> _PROMPT_: Please scale the stretch of material from the line containing "Q: In the image above, where is the electrical" through the line containing "1, 165, 241]]", giving every line of it again in full, with each bounding-box coordinate in the answers multiplied by 0.95 and rounded to a whole number, halves going up. Keep the sample coordinates after "e.g." unchanged.

━━━━━━━━━━

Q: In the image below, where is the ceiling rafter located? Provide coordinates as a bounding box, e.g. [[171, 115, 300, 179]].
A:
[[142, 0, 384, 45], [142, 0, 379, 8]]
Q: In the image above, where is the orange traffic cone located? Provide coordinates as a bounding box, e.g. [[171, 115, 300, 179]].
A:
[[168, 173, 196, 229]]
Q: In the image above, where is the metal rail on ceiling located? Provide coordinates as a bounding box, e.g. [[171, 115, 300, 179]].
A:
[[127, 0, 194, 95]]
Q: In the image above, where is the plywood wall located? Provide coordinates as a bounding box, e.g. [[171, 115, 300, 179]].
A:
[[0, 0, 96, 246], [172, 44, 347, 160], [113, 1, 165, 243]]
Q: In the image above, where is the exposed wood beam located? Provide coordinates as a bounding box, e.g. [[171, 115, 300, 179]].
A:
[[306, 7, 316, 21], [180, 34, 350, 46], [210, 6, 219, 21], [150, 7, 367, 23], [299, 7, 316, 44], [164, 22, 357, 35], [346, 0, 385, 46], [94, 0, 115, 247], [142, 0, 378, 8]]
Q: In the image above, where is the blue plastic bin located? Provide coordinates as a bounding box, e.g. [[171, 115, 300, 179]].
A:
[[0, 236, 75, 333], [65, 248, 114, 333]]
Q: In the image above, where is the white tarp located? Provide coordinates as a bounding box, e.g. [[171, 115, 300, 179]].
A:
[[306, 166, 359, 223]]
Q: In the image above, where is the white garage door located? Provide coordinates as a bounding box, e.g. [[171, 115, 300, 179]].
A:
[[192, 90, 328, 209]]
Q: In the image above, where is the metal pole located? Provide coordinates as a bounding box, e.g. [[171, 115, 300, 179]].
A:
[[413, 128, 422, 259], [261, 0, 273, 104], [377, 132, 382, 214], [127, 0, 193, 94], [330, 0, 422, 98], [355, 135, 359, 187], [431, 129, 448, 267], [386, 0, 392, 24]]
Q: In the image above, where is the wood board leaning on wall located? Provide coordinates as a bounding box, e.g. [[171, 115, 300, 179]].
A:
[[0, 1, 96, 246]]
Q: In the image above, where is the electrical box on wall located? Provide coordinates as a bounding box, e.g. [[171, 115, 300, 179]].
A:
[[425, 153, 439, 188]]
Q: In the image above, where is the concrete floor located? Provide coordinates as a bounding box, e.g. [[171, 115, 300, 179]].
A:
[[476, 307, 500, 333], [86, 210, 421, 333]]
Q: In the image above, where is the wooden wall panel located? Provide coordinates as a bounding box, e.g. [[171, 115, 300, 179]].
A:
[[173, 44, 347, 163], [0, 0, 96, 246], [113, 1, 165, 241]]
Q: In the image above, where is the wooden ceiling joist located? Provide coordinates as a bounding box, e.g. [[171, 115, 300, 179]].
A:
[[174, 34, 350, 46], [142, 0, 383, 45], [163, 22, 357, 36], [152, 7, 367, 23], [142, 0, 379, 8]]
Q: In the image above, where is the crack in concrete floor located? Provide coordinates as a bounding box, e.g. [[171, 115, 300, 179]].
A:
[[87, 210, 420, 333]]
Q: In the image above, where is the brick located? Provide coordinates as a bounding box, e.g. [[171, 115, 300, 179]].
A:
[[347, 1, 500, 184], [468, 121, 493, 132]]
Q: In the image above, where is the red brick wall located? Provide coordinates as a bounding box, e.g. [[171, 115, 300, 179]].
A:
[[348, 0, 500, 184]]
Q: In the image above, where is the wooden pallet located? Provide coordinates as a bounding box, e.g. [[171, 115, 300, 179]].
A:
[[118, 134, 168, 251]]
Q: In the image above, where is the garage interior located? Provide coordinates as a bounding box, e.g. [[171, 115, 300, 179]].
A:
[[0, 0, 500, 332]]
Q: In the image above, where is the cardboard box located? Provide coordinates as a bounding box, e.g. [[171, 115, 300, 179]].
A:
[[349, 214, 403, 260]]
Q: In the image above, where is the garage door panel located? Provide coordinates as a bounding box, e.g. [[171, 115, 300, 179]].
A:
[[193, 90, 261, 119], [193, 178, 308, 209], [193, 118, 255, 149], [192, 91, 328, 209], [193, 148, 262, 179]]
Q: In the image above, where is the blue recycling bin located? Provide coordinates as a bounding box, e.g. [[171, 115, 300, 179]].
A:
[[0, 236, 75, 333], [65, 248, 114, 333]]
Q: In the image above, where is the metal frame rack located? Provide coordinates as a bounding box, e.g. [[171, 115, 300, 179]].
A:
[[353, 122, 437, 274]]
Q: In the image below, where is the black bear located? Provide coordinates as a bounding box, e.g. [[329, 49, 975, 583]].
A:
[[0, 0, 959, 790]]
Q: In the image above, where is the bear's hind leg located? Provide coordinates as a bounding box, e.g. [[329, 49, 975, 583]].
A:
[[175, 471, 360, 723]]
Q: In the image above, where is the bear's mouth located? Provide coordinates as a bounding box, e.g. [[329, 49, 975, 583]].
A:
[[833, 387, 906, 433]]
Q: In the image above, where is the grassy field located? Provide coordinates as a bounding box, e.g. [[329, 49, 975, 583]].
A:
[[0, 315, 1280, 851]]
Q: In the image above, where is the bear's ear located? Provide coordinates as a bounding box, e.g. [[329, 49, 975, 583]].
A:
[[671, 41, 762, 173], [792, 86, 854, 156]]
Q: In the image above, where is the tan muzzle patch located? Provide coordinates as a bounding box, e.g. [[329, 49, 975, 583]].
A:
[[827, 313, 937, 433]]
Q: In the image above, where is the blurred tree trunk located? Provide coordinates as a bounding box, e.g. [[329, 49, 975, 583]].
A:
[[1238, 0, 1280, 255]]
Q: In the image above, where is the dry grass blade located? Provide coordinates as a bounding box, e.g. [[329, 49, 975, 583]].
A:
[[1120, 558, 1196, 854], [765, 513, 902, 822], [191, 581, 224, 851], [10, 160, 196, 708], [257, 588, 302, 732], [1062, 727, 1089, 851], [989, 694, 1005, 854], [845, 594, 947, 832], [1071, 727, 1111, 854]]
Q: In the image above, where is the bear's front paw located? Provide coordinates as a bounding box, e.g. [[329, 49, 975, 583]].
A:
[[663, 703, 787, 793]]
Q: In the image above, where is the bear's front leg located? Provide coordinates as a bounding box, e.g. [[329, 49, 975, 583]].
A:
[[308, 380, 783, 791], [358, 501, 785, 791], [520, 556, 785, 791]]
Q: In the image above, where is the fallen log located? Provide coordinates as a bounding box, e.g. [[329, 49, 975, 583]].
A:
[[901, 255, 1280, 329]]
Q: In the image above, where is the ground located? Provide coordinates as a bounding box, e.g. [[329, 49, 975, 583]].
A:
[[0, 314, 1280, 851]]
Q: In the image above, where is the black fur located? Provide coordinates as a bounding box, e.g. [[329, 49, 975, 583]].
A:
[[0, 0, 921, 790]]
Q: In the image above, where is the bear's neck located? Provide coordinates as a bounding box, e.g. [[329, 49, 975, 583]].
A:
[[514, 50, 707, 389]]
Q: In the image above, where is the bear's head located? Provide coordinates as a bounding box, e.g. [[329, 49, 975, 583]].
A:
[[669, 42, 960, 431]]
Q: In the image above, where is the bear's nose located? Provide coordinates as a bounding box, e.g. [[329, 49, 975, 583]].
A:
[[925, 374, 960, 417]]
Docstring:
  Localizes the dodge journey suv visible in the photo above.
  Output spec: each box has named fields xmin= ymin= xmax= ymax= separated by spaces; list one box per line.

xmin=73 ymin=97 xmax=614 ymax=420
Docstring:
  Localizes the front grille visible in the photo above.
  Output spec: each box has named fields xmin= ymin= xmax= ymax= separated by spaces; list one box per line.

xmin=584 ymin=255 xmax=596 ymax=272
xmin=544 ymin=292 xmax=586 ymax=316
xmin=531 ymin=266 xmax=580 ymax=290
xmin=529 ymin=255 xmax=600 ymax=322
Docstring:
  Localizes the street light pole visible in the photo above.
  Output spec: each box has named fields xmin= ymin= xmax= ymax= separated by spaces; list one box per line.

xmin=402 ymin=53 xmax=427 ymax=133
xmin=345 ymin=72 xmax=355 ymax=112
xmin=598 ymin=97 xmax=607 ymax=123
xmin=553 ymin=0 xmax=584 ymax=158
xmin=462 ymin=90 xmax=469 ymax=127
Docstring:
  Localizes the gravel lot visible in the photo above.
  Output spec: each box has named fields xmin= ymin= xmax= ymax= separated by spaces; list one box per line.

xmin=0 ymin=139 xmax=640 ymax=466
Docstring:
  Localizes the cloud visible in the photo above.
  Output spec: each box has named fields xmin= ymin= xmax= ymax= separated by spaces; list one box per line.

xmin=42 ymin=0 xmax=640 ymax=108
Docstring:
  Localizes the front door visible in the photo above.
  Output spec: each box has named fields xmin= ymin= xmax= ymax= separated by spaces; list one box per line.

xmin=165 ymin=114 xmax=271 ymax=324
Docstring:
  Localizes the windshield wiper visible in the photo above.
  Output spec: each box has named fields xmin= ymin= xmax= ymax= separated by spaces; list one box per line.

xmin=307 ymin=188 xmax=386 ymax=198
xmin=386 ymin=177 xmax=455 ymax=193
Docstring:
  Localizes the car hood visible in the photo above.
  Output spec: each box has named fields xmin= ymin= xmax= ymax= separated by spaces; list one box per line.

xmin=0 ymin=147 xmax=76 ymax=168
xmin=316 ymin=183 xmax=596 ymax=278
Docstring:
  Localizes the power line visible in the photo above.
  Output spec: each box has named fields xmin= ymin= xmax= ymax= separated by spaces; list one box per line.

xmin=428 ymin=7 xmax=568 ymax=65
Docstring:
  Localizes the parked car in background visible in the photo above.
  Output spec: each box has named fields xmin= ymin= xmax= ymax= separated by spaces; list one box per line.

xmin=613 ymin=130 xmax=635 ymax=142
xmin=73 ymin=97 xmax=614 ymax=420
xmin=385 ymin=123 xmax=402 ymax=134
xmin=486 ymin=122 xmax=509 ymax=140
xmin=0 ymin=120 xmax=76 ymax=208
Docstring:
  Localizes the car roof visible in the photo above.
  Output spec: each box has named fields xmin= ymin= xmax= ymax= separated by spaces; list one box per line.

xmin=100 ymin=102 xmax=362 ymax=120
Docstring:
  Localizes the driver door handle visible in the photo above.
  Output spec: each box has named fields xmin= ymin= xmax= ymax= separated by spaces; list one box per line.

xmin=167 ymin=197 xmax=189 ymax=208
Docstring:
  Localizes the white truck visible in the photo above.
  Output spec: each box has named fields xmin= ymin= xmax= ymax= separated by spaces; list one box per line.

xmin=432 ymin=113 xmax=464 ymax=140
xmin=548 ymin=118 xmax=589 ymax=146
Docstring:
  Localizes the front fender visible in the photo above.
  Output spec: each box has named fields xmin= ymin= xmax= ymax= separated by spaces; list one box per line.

━━━━━━━━━━

> _ANSWER TO THIS TASK_:
Q: In the image above, where is the electrical box on wall located? Provide coordinates as a bounding box, e.g. [[171, 115, 300, 179]].
A:
[[404, 145, 417, 179]]
Q: In the image above, where is the concrete floor located? Provide coordinates as a bounding box, e.g. [[171, 115, 300, 179]].
A:
[[452, 292, 475, 316], [82, 200, 400, 316]]
Q: In the image above, where is the wooden wall panel located? Provide coordinates as a bounding box, e.g. [[171, 115, 300, 179]].
A:
[[164, 42, 330, 155], [0, 0, 91, 234], [107, 1, 157, 229]]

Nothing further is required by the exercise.